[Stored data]
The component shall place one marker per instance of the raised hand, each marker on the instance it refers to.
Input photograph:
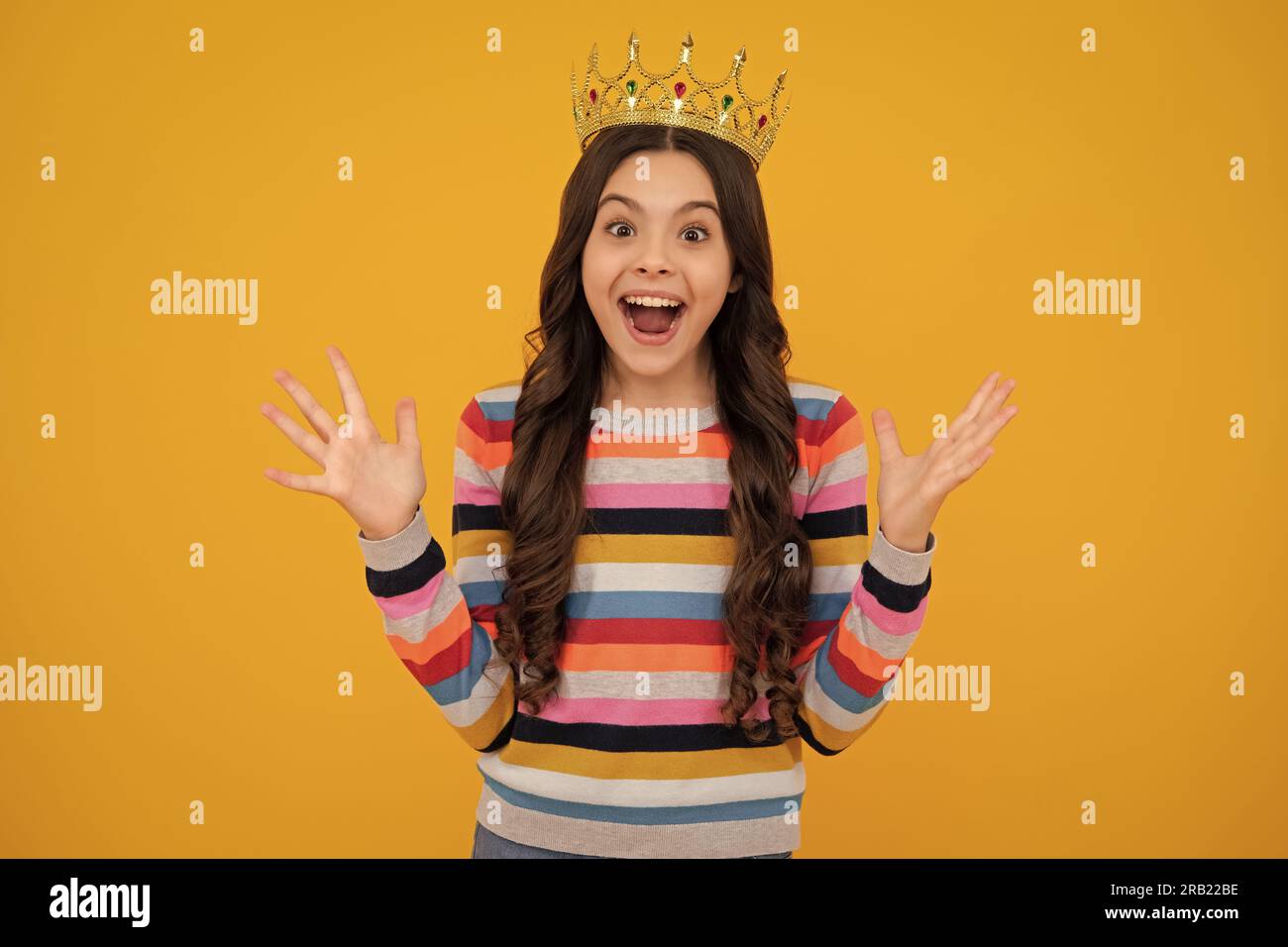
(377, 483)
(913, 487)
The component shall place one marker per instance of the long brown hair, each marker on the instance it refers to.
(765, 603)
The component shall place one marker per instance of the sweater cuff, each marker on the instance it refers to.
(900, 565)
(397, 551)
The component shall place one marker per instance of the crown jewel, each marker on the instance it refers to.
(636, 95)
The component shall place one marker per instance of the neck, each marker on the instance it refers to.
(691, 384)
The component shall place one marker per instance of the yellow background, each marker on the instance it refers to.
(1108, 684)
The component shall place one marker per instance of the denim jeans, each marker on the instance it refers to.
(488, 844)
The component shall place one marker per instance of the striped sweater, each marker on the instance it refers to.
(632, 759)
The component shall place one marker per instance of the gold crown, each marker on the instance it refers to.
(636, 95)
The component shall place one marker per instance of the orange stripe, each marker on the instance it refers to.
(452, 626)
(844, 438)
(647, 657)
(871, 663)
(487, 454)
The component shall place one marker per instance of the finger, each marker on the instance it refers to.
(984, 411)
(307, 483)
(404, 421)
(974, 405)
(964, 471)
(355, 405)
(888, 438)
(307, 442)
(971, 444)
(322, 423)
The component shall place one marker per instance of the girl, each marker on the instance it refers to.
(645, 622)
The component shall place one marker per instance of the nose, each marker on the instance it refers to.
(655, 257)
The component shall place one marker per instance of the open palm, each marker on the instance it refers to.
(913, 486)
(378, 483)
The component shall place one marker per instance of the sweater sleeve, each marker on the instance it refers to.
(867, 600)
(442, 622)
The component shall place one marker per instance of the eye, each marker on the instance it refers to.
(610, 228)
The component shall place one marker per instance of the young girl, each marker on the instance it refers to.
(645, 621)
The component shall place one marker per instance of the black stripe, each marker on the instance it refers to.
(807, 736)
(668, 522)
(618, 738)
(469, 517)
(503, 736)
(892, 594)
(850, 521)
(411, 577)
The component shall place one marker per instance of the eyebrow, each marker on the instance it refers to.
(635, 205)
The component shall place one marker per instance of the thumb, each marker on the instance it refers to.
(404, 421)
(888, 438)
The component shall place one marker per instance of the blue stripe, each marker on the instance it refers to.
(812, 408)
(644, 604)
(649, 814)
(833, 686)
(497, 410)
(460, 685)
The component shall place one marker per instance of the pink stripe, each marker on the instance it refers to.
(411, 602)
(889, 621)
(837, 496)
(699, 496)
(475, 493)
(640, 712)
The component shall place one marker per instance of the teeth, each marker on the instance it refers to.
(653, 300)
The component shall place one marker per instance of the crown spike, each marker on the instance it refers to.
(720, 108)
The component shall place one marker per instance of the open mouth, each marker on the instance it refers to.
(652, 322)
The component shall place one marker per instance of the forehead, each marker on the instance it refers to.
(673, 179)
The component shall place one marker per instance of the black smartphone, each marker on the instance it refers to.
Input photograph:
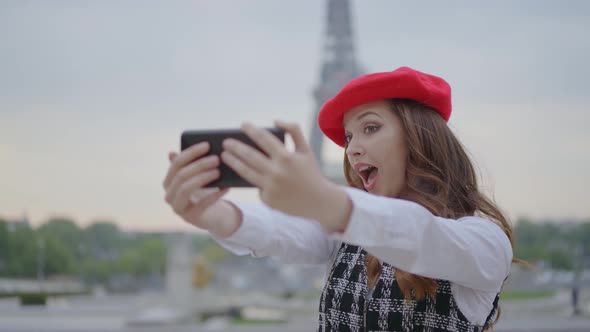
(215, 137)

(Brief) Set down every entry above verbatim, without pictures.

(Solution)
The component shall place one marker per instance of the raised hand, each marker on the instance it refers to.
Input photograph:
(377, 483)
(913, 487)
The component shall place one marker per instance of the long brown hair, each marker on the instance it refers to.
(765, 603)
The component shall place one marker per instance of the sweater cuff, each marker on the instance it refers to.
(900, 565)
(397, 551)
The component shall place one marker per instance of the crown jewel, each marker on the instance it refers to.
(636, 95)
The component shall place one marker per instance of the neck, each marker on the instance it refers to.
(691, 384)
The component shall place one marker per instance of the yellow background, each marker on the instance it refers to.
(1108, 684)
The component shall place one marker per instance of the denim jeans, each marker on the instance it refers to.
(488, 844)
The component shall place one marker per instance of the striped sweater, each marker on the instance it refers to.
(632, 759)
The component shall place one marker per instance of the gold crown, each marker on the instance it refers to.
(636, 95)
The component shall place one marker per instance of the orange stripe, each marker on the instance it refers to.
(452, 626)
(844, 438)
(647, 657)
(871, 663)
(487, 454)
The component shall place one marker per instance of the finger, each marker on the instance it refers to.
(984, 411)
(307, 483)
(404, 421)
(974, 405)
(964, 471)
(355, 405)
(888, 438)
(307, 442)
(971, 444)
(322, 423)
The component shall place one marker per instance of the girl, each marker on the instance it refers to.
(645, 622)
The component shall place one marker per instance of the nose, each marker on the instance it refers to.
(655, 257)
The component shall place one marker per instance of the open palm, each marker on the instance it refers to.
(913, 486)
(378, 483)
The component shall place one marker per instance of the sweater sleeve, each marker on the instance it refers to.
(867, 600)
(442, 622)
The component shall place one marker per instance of the eye, each marker on the instance it refers to.
(610, 228)
The component shall place one marker per instance of the young girl, each marker on the instance it refers to.
(645, 621)
The component shall place one marker per instance of the black stripe, each marker on the instance it refers to.
(807, 736)
(668, 522)
(618, 738)
(469, 517)
(503, 736)
(892, 594)
(850, 521)
(411, 577)
The component shall place one marker per instance of the eyebrow, each marker on the instance it refers to.
(635, 205)
The component shall place one marker per instance of the thumb, each marker on the instance it refers to.
(404, 421)
(888, 438)
The component shall place one marker per instance of the blue stripe, each marker on the instance it refers to.
(812, 408)
(644, 604)
(649, 814)
(833, 686)
(497, 410)
(460, 685)
The component shall place one marker per instance of the pink stripe, each marker on the instance it refers to.
(411, 602)
(889, 621)
(837, 496)
(699, 496)
(475, 493)
(640, 712)
The component shall place one marker per instance of the teeth, each marker on the instance it refers to.
(653, 300)
The component shall place one marker per instance of the crown spike, each marker on the instance it refers to.
(720, 108)
The component shall place one marker per instance of the open mouth, each marker on the instance it refers to.
(652, 322)
The component shall place one marker per instance of the forehead, each marker on the instance it refers to.
(673, 179)
The component shall place one marker per instance of the black smartphone, each marker on the instance it refers to.
Input photograph:
(215, 137)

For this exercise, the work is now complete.